**Exercise aim:** Rewrite the entries below with "holes" changed to "cutouts", keeping everything else the same.

**Records shown:**
• • • • •
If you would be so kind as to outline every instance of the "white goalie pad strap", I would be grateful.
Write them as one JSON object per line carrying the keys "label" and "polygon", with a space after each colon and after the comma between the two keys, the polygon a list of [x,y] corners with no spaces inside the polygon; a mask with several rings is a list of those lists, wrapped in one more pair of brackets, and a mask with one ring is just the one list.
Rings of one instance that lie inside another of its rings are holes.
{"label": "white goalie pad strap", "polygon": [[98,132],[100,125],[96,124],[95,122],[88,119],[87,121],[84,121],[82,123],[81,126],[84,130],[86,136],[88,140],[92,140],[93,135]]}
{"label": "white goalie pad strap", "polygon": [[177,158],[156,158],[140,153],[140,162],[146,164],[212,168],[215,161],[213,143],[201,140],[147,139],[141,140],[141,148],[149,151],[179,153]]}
• • • • •
**Solution:**
If you would be so kind as to outline every instance of the "white goalie pad strap", I would be grateful.
Write them as one JSON object per line carrying the keys "label" and "polygon", with a space after each colon and after the comma between the two keys, the polygon a list of [x,y] corners with no spaces inside the polygon; a mask with several rings is a list of those lists, wrapped in one more pair of brackets, and a mask with one ring is just the one list.
Rings of one instance that lie inside another of its rings are cutouts.
{"label": "white goalie pad strap", "polygon": [[98,132],[100,125],[96,124],[95,122],[88,119],[87,121],[84,121],[82,123],[81,126],[84,130],[86,136],[88,140],[92,140],[93,135]]}
{"label": "white goalie pad strap", "polygon": [[177,158],[156,158],[140,153],[140,162],[146,164],[212,168],[215,161],[213,143],[201,140],[147,139],[141,140],[141,148],[149,151],[179,153]]}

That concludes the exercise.